• STUDY MATERIAL:
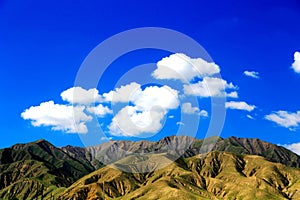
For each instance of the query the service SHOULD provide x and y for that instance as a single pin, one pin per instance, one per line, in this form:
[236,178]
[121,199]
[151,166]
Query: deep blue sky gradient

• TASK OBJECTIVE: Repeat the material above precisely as it appears, omitting the images it contains.

• EXERCISE RESPONSE:
For each instance of the query the service SHOULD provide x and y for that instance as a single pin, one pin per instance, one per line, in this form:
[236,178]
[121,199]
[151,166]
Query: deep blue sky gradient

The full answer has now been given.